Page extract »
<<<<
The study was based on models that included current COVID-19 conditions in B.C. and used age and essential worker data from the province.

Results also suggest that vaccinating B.C.’s essential workers could lead to reopening the economy “months sooner than if we go age based,” said Dr. Caroline Colijn, Research Chair in Mathematics for Evolution, Infection and Public Health at SFU and an author of the study.

“What we found in the modelling is that the benefit of vaccinating the people who have high contact is actually a lot higher than the benefits from our age based rollout,” said Colijn.

Essential workers in B.C. are defined as those services “essential to preserving life, health, public safety and basic societal functioning,” and includes everything from health care workers and public safety staff, to people working in grocery stores, food processing plants and community services like child care, among others.

“The pandemic has disproportionately impacted essential workers,” the authors wrote in the report, noting that COVID-19 cases and deaths were as much as three times higher in Toronto neighbourhoods with high concentrations of essential workers.

“It is absolutely right that we started with long term care,” Colijn said. “That was the top priority, and it should have been the top priority.”

But she noted that essential workers have many more daily contacts than older adults and vaccinating them is the most effective way of reducing the overall number of COVID-19 cases.

“If we can vaccinate essential workers, we are much more resilient,” she said. “And we get that benefit with vaccinating only about 10 to 15 per cent of our population who are in these jobs where they have to have high contact.”

Colijn said she has received pushback from people who insist that an age-based model, focused on vaccinating those at highest risk of dying from COVID-19, is the best approach.

“Getting hospitalized and dying are not the only bad things that ever happened because of COVID,” she said, noting that chronic impacts from the disease “are really important to pay attention to” and can affect everyone, regardless of age.

“There’s some knowledge that virus induced chronic fatigue doesn’t go away,” she said. “And that probably won’t be different for COVID than it was for SARS”.

By prioritizing certain health care workers, B.C. is already following a strategy of vaccinating essential workers first, Colijn added. It’s just one where the definition of “essential worker” is limited to health care workers.

“Your GP is vaccinated,” Colijn noted. “That’s not because your GP is at a huge risk of dying if they get COVID. … It’s because they have exposure or risk from their patients, and they’re a risk for their patients.”

“But it’s the same for firefighters or grocery store workers,” she added.

“By vaccinating a 65 year old retired person who is safely housed — who doesn’t need to go out — months and months ahead of a 25 year old worker in a meat processing plant or in a grocery store,” Colijn said, “we are not using our vaccines most effectively.”

Preprint studies are research papers made public before they have been peer reviewed, a critical step in scientific publishing. Preprint publishing has exploded during the pandemic, as scientists pushed to get information out as quickly as possible while awaiting peer review.
>>>>
Work instruction 1 » Reproduce the passage of the vaccination study article between "Results also suggest" and "of the study.", inclusive.
Work instruction 2 » The vaccination study article quotes a definition of essential services in B.C. List everything that definition says those services are essential to preserving.

Record extracts »
<<<<
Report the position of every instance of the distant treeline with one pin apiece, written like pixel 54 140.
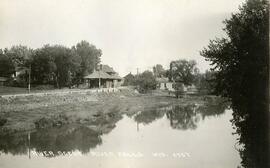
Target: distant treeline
pixel 180 72
pixel 50 65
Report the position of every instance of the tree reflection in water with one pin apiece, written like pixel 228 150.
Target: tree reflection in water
pixel 53 141
pixel 183 117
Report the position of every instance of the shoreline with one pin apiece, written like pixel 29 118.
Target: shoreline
pixel 32 112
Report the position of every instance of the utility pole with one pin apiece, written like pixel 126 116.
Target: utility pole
pixel 29 79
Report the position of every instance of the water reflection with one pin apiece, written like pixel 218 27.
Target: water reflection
pixel 183 117
pixel 84 137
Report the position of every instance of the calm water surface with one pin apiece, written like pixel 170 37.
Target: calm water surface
pixel 173 136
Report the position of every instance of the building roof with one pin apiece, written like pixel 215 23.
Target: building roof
pixel 98 74
pixel 115 76
pixel 3 79
pixel 107 68
pixel 162 80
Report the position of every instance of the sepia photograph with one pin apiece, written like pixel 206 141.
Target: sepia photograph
pixel 134 84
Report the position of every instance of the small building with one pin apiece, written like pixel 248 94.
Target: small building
pixel 105 77
pixel 192 89
pixel 3 80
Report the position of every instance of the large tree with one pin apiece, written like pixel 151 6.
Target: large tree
pixel 6 66
pixel 90 56
pixel 241 64
pixel 158 70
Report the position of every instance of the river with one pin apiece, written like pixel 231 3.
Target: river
pixel 171 136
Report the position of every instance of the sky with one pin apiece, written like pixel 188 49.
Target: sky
pixel 131 33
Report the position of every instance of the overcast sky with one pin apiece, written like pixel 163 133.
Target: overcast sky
pixel 131 33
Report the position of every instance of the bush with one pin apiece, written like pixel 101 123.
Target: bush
pixel 146 82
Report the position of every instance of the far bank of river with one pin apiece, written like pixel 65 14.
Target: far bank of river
pixel 30 112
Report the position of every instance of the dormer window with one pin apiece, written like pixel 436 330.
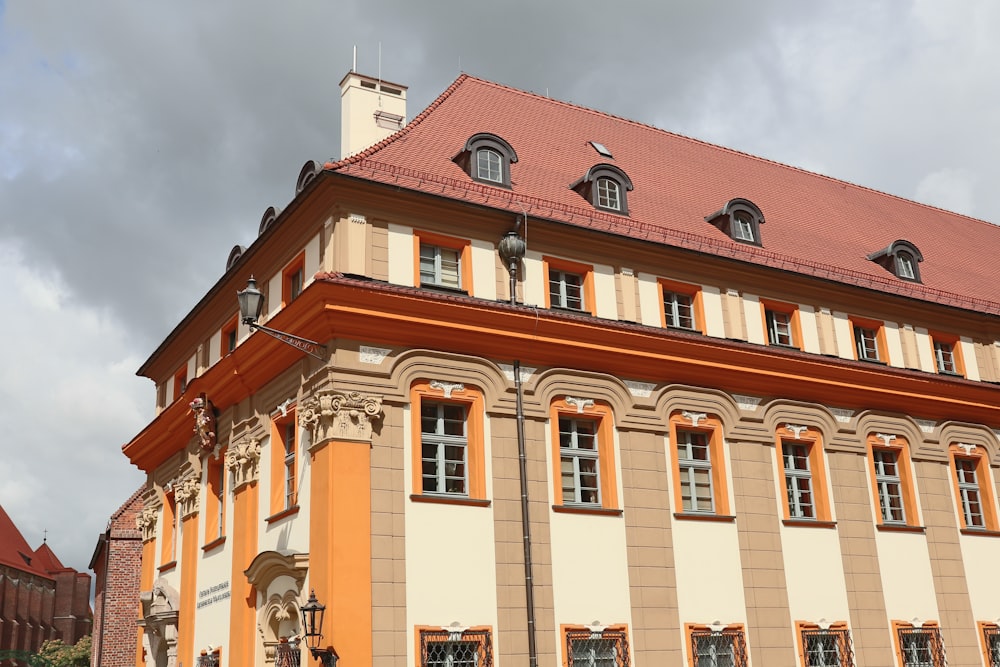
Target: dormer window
pixel 902 258
pixel 487 158
pixel 740 220
pixel 604 186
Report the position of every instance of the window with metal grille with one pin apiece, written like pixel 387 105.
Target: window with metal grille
pixel 991 636
pixel 718 649
pixel 472 648
pixel 597 649
pixel 678 310
pixel 565 289
pixel 798 480
pixel 827 648
pixel 968 492
pixel 579 461
pixel 921 647
pixel 444 448
pixel 440 267
pixel 694 461
pixel 889 486
pixel 779 328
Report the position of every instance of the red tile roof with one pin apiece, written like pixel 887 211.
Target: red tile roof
pixel 814 225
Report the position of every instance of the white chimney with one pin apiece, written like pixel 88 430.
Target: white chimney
pixel 370 111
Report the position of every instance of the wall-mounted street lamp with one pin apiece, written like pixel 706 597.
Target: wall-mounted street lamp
pixel 312 624
pixel 252 303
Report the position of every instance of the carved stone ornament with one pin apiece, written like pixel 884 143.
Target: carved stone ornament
pixel 204 422
pixel 340 415
pixel 186 495
pixel 146 522
pixel 243 460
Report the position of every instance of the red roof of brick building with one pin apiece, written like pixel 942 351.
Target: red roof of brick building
pixel 813 225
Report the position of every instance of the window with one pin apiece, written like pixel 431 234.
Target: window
pixel 293 280
pixel 446 648
pixel 583 454
pixel 804 473
pixel 442 262
pixel 740 220
pixel 828 646
pixel 590 647
pixel 605 187
pixel 973 491
pixel 699 467
pixel 448 444
pixel 571 285
pixel 487 158
pixel 919 647
pixel 892 480
pixel 717 648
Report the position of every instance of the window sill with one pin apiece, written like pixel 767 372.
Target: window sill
pixel 450 500
pixel 809 523
pixel 900 528
pixel 217 542
pixel 984 532
pixel 697 516
pixel 283 514
pixel 586 509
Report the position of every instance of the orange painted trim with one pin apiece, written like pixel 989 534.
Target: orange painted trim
pixel 903 465
pixel 585 271
pixel 984 479
pixel 813 440
pixel 472 398
pixel 604 416
pixel 710 425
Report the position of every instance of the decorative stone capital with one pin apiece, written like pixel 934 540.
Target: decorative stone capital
pixel 146 522
pixel 340 415
pixel 186 495
pixel 243 460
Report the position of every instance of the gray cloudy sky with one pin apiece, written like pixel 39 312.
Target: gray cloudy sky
pixel 140 141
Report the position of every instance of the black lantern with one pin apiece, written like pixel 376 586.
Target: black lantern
pixel 312 626
pixel 251 302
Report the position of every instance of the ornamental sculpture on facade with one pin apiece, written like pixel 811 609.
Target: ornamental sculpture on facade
pixel 204 422
pixel 243 460
pixel 342 415
pixel 186 495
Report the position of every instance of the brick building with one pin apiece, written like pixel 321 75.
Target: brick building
pixel 40 598
pixel 116 562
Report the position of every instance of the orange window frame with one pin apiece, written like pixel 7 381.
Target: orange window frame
pixel 479 634
pixel 813 440
pixel 279 429
pixel 296 266
pixel 802 627
pixel 795 327
pixel 603 416
pixel 956 352
pixel 586 273
pixel 902 625
pixel 711 426
pixel 618 632
pixel 475 447
pixel 984 480
pixel 691 628
pixel 904 467
pixel 463 246
pixel 229 330
pixel 664 285
pixel 880 340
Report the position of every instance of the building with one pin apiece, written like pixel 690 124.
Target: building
pixel 758 410
pixel 116 564
pixel 40 598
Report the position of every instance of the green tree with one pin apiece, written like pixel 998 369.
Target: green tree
pixel 66 655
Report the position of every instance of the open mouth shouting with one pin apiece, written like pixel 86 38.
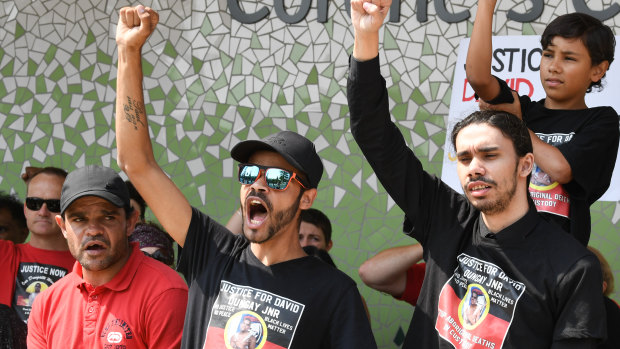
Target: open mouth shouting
pixel 256 212
pixel 478 188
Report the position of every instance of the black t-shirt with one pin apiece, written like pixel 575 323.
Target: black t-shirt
pixel 527 286
pixel 301 303
pixel 613 325
pixel 588 139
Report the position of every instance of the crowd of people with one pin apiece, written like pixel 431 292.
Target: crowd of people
pixel 86 270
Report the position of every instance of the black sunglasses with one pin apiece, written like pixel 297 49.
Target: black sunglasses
pixel 276 178
pixel 35 204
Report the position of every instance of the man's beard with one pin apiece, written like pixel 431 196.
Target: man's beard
pixel 502 202
pixel 115 254
pixel 278 219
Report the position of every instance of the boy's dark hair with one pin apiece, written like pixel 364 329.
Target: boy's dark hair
pixel 133 194
pixel 598 38
pixel 511 127
pixel 318 218
pixel 15 207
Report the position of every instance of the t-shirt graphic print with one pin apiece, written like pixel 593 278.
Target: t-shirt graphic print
pixel 477 305
pixel 245 317
pixel 550 196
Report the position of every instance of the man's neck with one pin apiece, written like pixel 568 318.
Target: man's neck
pixel 101 277
pixel 515 211
pixel 283 246
pixel 53 242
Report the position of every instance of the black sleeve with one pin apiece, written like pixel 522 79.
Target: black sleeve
pixel 581 311
pixel 505 93
pixel 584 343
pixel 349 326
pixel 591 154
pixel 418 193
pixel 206 239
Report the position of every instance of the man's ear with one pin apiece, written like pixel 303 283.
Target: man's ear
pixel 598 71
pixel 526 165
pixel 307 199
pixel 132 219
pixel 61 224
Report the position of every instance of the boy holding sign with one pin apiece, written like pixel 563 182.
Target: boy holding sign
pixel 575 147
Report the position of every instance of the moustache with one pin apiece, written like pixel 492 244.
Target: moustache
pixel 98 238
pixel 479 179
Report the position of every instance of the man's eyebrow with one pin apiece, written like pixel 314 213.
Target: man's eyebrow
pixel 488 149
pixel 109 212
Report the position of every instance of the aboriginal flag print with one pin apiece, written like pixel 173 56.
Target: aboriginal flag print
pixel 477 305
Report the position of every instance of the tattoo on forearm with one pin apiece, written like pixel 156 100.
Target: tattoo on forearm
pixel 134 113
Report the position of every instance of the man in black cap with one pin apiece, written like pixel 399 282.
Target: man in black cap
pixel 116 296
pixel 297 300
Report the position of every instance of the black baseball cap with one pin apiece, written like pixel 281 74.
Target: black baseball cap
pixel 295 148
pixel 94 180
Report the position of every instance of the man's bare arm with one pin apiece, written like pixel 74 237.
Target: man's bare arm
pixel 478 64
pixel 367 17
pixel 135 153
pixel 387 271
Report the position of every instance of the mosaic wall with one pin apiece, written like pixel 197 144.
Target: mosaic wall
pixel 211 81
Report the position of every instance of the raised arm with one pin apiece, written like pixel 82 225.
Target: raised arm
pixel 135 153
pixel 367 17
pixel 387 271
pixel 478 64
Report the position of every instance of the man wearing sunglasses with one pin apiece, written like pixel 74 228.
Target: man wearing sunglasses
pixel 532 285
pixel 45 258
pixel 297 300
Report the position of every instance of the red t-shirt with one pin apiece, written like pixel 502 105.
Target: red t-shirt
pixel 143 306
pixel 29 270
pixel 415 276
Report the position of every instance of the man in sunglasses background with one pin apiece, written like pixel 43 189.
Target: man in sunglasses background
pixel 45 258
pixel 295 301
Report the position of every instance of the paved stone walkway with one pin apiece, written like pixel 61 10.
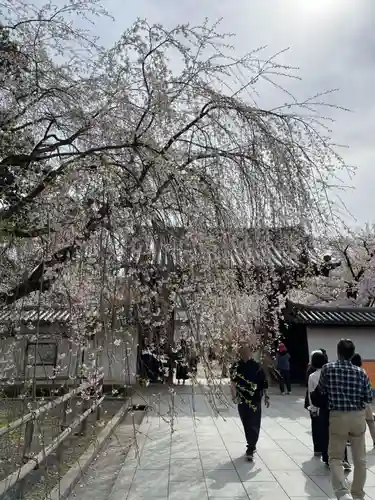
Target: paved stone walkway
pixel 203 458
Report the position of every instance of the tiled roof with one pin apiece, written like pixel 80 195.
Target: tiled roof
pixel 325 315
pixel 285 247
pixel 33 315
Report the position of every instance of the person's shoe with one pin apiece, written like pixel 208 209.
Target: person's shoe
pixel 346 465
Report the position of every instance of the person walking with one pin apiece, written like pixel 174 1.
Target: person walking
pixel 283 367
pixel 348 390
pixel 320 415
pixel 248 386
pixel 182 363
pixel 357 361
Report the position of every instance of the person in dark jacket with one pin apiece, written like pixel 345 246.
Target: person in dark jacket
pixel 249 386
pixel 283 367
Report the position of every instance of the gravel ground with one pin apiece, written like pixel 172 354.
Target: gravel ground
pixel 38 483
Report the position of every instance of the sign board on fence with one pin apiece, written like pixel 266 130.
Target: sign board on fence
pixel 369 367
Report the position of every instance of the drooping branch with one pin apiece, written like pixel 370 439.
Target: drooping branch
pixel 47 271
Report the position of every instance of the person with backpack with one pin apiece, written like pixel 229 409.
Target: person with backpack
pixel 248 386
pixel 320 415
pixel 347 390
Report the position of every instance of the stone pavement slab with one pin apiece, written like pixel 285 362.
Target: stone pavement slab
pixel 186 451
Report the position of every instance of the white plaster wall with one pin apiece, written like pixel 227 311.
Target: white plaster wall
pixel 12 359
pixel 117 356
pixel 327 338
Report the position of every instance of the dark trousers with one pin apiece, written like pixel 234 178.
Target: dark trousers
pixel 250 418
pixel 320 433
pixel 285 380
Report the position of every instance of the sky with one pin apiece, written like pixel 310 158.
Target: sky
pixel 331 41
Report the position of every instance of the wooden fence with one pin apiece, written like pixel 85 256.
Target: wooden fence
pixel 86 390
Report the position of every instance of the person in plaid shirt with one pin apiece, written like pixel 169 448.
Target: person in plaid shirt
pixel 348 390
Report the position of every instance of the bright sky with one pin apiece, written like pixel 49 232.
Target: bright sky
pixel 331 41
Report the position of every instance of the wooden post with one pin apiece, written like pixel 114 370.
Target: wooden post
pixel 99 394
pixel 29 432
pixel 85 407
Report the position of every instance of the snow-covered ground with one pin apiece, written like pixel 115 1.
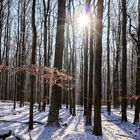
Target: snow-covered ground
pixel 113 129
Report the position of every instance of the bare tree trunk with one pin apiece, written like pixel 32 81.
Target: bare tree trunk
pixel 97 129
pixel 137 104
pixel 108 64
pixel 34 37
pixel 124 63
pixel 53 117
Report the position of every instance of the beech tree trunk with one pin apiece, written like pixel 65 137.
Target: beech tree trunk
pixel 97 129
pixel 53 117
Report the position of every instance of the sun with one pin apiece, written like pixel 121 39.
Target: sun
pixel 83 21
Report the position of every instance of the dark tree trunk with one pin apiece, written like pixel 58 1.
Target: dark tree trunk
pixel 108 64
pixel 124 63
pixel 53 117
pixel 34 37
pixel 46 87
pixel 116 102
pixel 97 129
pixel 137 104
pixel 90 94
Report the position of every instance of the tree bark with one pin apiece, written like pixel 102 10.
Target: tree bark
pixel 97 129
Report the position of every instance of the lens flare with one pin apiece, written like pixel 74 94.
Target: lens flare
pixel 83 21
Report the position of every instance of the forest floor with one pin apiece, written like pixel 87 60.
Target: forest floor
pixel 113 129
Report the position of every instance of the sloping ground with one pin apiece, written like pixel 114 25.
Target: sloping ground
pixel 113 129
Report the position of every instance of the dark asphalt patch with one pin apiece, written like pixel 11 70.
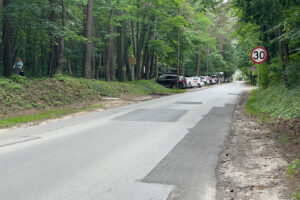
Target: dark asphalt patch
pixel 233 94
pixel 153 115
pixel 188 102
pixel 190 166
pixel 21 141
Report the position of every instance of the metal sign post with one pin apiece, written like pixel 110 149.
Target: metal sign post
pixel 258 56
pixel 258 85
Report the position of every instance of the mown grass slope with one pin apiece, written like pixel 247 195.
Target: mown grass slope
pixel 19 94
pixel 276 102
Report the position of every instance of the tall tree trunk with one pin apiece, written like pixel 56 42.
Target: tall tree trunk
pixel 198 62
pixel 69 58
pixel 156 67
pixel 54 48
pixel 6 42
pixel 110 51
pixel 61 41
pixel 88 71
pixel 119 49
pixel 140 49
pixel 283 59
pixel 1 5
pixel 126 48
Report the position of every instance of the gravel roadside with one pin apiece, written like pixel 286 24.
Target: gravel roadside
pixel 252 165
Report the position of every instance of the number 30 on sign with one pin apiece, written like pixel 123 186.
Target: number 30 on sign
pixel 259 55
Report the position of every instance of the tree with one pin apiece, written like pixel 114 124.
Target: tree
pixel 6 41
pixel 89 67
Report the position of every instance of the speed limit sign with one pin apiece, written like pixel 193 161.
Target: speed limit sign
pixel 259 55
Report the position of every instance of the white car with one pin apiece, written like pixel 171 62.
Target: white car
pixel 189 81
pixel 198 82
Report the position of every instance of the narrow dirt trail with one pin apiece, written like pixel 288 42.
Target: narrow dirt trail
pixel 251 165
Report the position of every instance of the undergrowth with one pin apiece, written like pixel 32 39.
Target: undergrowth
pixel 19 94
pixel 275 102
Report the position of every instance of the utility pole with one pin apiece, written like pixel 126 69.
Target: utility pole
pixel 208 49
pixel 178 55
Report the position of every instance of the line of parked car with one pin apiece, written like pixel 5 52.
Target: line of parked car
pixel 171 80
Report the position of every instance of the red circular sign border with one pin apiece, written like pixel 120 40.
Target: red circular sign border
pixel 264 58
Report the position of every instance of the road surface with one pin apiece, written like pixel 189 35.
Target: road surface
pixel 161 149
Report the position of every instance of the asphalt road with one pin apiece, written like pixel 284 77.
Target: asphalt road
pixel 159 149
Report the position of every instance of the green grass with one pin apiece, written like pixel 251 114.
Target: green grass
pixel 275 102
pixel 49 114
pixel 19 94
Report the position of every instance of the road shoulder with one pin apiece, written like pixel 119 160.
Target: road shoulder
pixel 251 165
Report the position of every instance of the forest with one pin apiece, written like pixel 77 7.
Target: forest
pixel 140 39
pixel 114 39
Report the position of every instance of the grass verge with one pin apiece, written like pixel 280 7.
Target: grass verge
pixel 49 96
pixel 49 114
pixel 279 108
pixel 275 102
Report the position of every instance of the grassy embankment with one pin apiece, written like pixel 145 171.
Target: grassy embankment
pixel 280 108
pixel 25 100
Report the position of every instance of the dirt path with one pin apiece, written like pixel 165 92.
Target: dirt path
pixel 251 164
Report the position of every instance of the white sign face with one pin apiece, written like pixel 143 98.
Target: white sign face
pixel 259 55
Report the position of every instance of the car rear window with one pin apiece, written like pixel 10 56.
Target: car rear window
pixel 170 77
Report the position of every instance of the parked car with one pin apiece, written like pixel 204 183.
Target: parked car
pixel 203 78
pixel 213 81
pixel 189 82
pixel 198 82
pixel 215 78
pixel 170 80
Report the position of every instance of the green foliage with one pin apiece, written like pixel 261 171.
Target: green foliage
pixel 60 91
pixel 49 114
pixel 292 167
pixel 293 70
pixel 276 102
pixel 297 195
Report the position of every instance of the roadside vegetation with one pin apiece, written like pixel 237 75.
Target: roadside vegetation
pixel 46 98
pixel 275 26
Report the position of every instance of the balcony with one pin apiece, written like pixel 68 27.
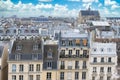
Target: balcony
pixel 74 56
pixel 25 56
pixel 102 63
pixel 62 67
pixel 94 73
pixel 69 67
pixel 84 67
pixel 76 67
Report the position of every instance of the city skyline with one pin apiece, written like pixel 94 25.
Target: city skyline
pixel 57 8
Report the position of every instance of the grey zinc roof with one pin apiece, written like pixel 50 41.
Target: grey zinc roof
pixel 1 50
pixel 21 57
pixel 73 35
pixel 89 12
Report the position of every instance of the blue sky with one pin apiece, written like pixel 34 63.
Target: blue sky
pixel 59 8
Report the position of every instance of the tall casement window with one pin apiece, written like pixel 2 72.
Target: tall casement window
pixel 38 67
pixel 63 52
pixel 70 43
pixel 93 78
pixel 76 75
pixel 102 59
pixel 83 75
pixel 21 67
pixel 62 66
pixel 108 77
pixel 31 67
pixel 94 69
pixel 101 78
pixel 13 77
pixel 13 67
pixel 109 59
pixel 49 53
pixel 20 77
pixel 63 43
pixel 19 47
pixel 30 77
pixel 69 77
pixel 109 69
pixel 84 65
pixel 77 53
pixel 77 42
pixel 70 52
pixel 76 64
pixel 37 77
pixel 49 64
pixel 85 42
pixel 35 47
pixel 49 75
pixel 94 59
pixel 101 69
pixel 61 75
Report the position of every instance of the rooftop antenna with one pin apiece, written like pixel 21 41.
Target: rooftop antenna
pixel 89 8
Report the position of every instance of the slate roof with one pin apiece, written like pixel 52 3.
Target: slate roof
pixel 89 13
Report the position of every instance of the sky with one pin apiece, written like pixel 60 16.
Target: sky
pixel 58 8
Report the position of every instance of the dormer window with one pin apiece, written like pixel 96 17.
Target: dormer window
pixel 102 49
pixel 63 43
pixel 19 47
pixel 35 47
pixel 49 54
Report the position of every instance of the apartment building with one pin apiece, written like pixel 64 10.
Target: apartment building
pixel 73 56
pixel 50 60
pixel 103 61
pixel 88 14
pixel 25 60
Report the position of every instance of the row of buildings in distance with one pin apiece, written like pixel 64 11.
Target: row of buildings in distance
pixel 41 48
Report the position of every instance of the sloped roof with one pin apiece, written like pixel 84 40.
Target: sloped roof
pixel 89 13
pixel 100 23
pixel 1 50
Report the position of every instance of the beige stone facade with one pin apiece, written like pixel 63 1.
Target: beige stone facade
pixel 15 71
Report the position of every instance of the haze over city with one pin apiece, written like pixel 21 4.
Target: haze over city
pixel 57 8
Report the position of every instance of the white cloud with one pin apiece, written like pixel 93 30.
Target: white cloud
>>>>
Response 1 »
Results also suggest that vaccinating B.C.’s essential workers could lead to reopening the economy “months sooner than if we go age based,” said Dr. Caroline Colijn, Research Chair in Mathematics for Evolution, Infection and Public Health at SFU and an author of the study.

Response 2 »
- life
- health
- public safety
- basic societal functioning